[Extract provided Boundary: Start]

Kalshi and Polymarket are the two largest prediction market platforms globally, but they operate under very different models. Understanding their differences helps explain why Kalshi's expansion matters.
- Regulatory Status: Kalshi is fully regulated by the CFTC and settles trades in US dollars on a centralized exchange. Polymarket operates two versions: a CFTC-regulated US platform and a larger international platform that settles trades in USDC, a stablecoin (a digital dollar pegged to the US dollar) on the Polygon blockchain.
- Volume and Specialization: Combined June 2026 volume across both platforms hit $44.8 billion, with Kalshi accounting for $31.5 billion and Polymarket for $13.3 billion. Kalshi dominates sports betting, accounting for 80% of its volume, while Polymarket leads in politics and world events.
- Market Creation: Kalshi requires formal regulatory approval for every market, limiting selection but adding oversight. Polymarket lets anyone create a market on almost any topic, resulting in thousands of niche and viral markets.
- Funding Methods: Kalshi accepts traditional payment methods like bank transfers, debit cards, PayPal, and Venmo. Polymarket requires USDC or other crypto tokens from a digital wallet.
The 2026 FIFA World Cup illustrated their different strengths. Kalshi's World Cup Winner market drew over $800 million in bets by early July 2026, while Polymarket's version crossed $4 billion by July 8, 2026. Both platforms list hundreds of World Cup contracts, from match outcomes to player props, but Polymarket's larger user base and open market creation model gave it a significant edge in total volume.
What Would Kalshi's Expansion Mean for Traders?
If regulators approve Kalshi's request, the platform would offer retail traders access to perpetual futures on assets traditionally available only through institutional brokers or CME. This could democratize derivatives trading, similar to how Robinhood democratized stock trading. However, it also raises the risks that CME has flagged: retail traders may not fully understand leverage, liquidation mechanics, or the volatility of perpetual futures.

[Extract provided Boundary: End]
[Extracted material Boundary: Start]

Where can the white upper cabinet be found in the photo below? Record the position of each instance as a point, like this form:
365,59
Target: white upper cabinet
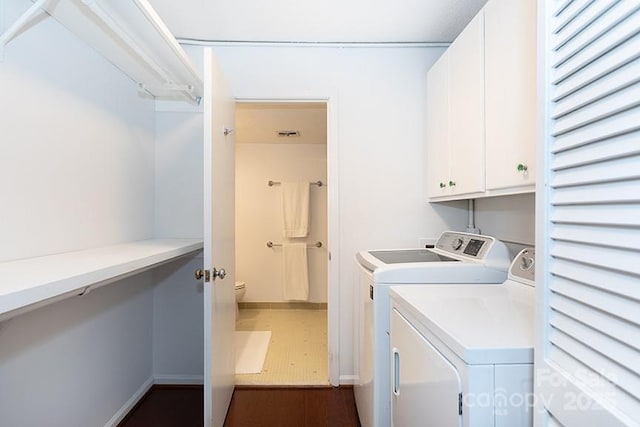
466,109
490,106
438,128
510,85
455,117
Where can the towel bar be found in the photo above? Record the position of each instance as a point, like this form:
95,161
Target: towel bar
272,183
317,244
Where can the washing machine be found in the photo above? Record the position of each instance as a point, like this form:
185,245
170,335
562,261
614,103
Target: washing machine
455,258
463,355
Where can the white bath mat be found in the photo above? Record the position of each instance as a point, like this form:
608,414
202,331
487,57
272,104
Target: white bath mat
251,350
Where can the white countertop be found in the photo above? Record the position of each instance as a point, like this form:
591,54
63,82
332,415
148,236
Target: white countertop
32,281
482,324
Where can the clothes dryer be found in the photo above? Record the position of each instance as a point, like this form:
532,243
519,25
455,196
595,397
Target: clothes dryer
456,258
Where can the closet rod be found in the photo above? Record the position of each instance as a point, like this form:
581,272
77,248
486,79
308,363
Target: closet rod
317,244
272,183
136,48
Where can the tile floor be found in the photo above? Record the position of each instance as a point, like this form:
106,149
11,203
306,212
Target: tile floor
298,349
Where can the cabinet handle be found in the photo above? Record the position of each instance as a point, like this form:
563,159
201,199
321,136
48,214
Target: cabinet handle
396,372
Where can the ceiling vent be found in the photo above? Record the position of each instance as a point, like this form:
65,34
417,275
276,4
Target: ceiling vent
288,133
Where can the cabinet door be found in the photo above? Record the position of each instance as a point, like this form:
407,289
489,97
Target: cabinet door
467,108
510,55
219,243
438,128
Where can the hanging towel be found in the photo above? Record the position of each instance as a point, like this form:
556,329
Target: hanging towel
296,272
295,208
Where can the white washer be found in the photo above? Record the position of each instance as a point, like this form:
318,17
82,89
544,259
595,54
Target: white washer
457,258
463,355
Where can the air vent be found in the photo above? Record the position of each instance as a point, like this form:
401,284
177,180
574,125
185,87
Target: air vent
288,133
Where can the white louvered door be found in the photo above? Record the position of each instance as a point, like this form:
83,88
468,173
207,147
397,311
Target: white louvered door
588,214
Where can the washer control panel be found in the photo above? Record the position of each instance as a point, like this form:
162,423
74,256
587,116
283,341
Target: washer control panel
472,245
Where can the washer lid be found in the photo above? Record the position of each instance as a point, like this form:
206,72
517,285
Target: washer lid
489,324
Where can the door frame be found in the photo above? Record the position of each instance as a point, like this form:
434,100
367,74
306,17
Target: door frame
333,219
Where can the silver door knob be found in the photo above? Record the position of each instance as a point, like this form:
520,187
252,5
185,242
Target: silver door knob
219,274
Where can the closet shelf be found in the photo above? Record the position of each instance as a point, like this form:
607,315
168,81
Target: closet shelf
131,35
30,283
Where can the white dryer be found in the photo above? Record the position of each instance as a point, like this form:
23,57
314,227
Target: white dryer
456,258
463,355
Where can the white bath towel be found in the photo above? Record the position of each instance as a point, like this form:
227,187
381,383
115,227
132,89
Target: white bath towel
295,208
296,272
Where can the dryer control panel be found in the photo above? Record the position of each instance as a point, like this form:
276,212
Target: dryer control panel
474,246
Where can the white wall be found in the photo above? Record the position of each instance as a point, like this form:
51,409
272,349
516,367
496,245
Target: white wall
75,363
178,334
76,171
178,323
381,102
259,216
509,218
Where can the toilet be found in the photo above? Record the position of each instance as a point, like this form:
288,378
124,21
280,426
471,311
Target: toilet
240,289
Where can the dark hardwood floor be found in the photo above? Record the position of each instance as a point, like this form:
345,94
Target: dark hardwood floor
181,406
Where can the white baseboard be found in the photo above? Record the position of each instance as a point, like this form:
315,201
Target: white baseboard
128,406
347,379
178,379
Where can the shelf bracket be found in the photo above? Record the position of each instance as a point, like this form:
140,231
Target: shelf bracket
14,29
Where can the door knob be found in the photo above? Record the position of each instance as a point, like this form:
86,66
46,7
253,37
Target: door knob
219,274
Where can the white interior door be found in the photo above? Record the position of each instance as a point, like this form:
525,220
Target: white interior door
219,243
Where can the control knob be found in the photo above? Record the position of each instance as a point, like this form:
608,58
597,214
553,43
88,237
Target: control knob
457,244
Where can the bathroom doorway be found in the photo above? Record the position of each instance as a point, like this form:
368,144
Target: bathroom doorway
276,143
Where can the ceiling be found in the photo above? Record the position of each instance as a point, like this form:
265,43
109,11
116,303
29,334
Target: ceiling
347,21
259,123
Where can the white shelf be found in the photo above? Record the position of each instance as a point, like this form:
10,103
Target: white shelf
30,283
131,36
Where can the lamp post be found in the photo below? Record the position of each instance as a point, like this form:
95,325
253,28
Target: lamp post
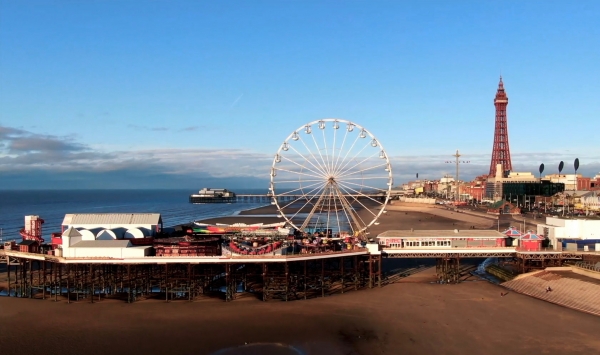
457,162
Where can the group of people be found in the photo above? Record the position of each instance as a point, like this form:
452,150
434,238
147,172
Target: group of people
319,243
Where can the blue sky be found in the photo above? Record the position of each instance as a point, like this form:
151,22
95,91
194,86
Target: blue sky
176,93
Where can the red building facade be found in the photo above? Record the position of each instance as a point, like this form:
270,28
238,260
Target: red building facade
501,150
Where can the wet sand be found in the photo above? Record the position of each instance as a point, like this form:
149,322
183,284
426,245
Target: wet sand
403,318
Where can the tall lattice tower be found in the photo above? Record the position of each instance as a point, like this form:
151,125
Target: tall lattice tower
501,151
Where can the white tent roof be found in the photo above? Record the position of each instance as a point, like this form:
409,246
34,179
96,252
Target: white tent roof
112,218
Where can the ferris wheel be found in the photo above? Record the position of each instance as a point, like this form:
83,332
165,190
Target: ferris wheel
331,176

[Extracted material Boundary: End]
[Extracted material Boundary: Start]

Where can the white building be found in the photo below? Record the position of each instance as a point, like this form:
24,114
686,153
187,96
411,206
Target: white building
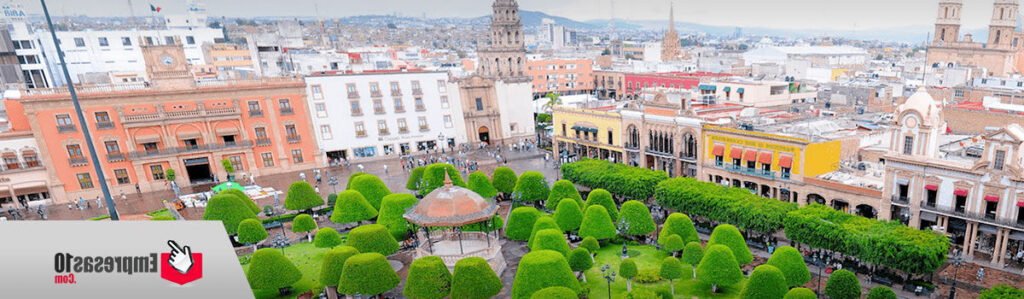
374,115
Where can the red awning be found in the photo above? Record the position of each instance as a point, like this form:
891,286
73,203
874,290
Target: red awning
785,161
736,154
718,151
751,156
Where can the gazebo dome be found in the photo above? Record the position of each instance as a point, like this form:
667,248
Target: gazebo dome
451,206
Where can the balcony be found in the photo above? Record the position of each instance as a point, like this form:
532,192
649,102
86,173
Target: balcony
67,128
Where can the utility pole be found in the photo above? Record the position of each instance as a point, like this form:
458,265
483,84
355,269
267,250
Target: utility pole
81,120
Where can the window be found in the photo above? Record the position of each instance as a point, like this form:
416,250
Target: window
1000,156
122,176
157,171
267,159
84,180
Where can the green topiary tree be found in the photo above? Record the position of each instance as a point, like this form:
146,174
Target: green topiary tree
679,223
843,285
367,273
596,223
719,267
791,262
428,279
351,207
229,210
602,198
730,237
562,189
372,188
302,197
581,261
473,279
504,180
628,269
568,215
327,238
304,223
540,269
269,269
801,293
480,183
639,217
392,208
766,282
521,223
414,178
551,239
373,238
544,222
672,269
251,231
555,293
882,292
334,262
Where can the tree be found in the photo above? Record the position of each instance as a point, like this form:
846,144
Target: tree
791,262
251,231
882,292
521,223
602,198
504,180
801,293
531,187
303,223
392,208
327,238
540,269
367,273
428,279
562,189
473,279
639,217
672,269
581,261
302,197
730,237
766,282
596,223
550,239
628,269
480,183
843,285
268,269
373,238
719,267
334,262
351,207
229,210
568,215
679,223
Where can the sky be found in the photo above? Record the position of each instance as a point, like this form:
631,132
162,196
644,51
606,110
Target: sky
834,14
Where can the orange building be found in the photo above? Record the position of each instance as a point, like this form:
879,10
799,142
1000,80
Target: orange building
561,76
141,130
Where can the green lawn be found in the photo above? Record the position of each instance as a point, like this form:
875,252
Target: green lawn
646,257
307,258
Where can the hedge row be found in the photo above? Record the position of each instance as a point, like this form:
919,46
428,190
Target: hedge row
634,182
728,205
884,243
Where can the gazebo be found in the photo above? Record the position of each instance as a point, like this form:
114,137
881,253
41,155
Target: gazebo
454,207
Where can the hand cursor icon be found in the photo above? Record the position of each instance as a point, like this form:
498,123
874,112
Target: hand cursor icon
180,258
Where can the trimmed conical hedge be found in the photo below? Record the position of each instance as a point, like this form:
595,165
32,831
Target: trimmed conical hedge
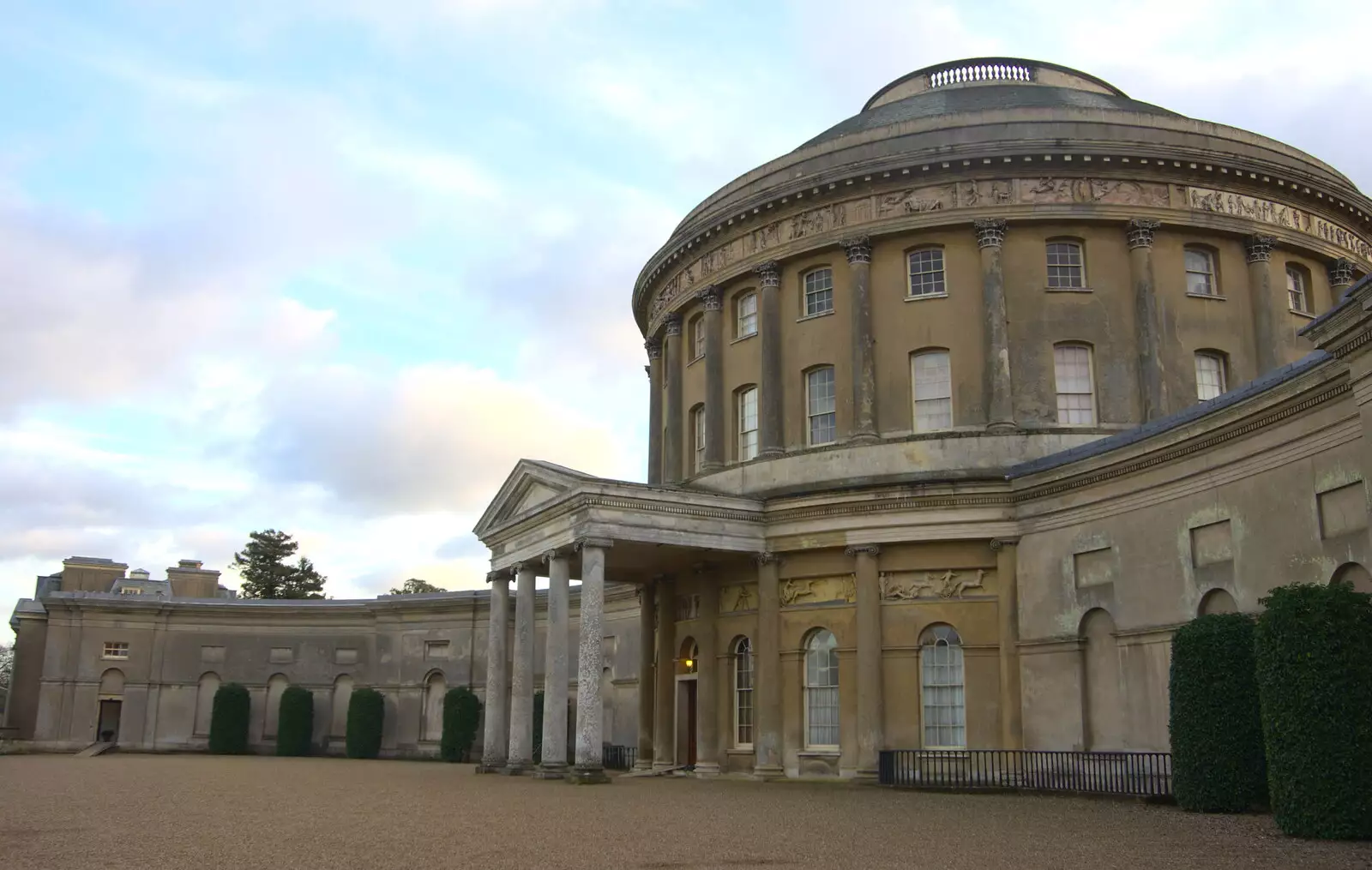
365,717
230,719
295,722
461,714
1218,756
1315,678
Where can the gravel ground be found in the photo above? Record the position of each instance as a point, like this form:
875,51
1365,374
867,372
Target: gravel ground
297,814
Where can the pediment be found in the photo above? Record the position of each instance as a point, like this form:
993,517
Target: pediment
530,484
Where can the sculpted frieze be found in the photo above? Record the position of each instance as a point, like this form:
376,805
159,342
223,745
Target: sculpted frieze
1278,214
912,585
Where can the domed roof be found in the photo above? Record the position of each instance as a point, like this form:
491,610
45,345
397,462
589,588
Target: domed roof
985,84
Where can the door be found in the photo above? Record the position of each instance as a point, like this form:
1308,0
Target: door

[Extracted material Boundary: End]

*What is required:* Render this sentence from the prediction market comparison above into Spanish: "Kalshi requires formal regulatory approval for every market, limiting selection but adding oversight."

*Exercise output:* Kalshi exige una aprobación regulatoria formal para cada mercado, lo que limita la oferta pero añade supervisión.